§ Problem requirements
How many lines below hold the string "hair"? Report that number alone.

§ Given information
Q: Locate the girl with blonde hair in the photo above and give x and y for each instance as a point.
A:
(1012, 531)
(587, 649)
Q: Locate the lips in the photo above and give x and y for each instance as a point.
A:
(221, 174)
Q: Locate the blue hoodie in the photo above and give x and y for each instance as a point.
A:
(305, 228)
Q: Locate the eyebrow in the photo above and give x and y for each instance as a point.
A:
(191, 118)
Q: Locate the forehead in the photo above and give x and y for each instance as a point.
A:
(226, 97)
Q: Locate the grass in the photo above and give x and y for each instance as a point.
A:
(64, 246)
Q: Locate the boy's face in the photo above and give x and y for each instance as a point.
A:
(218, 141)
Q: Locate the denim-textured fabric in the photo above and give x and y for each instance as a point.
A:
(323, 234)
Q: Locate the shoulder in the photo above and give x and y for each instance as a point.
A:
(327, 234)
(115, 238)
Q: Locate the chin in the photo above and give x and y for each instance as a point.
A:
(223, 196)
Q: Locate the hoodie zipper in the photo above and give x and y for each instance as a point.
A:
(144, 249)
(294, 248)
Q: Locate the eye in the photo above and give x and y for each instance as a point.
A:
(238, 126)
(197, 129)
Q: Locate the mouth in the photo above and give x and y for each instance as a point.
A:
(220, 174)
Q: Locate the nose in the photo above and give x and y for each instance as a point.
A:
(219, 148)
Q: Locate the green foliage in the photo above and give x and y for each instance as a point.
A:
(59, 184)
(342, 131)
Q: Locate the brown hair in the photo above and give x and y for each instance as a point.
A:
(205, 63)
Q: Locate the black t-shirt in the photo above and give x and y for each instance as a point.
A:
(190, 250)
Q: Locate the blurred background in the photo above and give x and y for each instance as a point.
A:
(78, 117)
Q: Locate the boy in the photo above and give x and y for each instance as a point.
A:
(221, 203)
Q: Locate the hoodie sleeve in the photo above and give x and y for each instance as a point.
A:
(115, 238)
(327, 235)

§ Solution for this task
2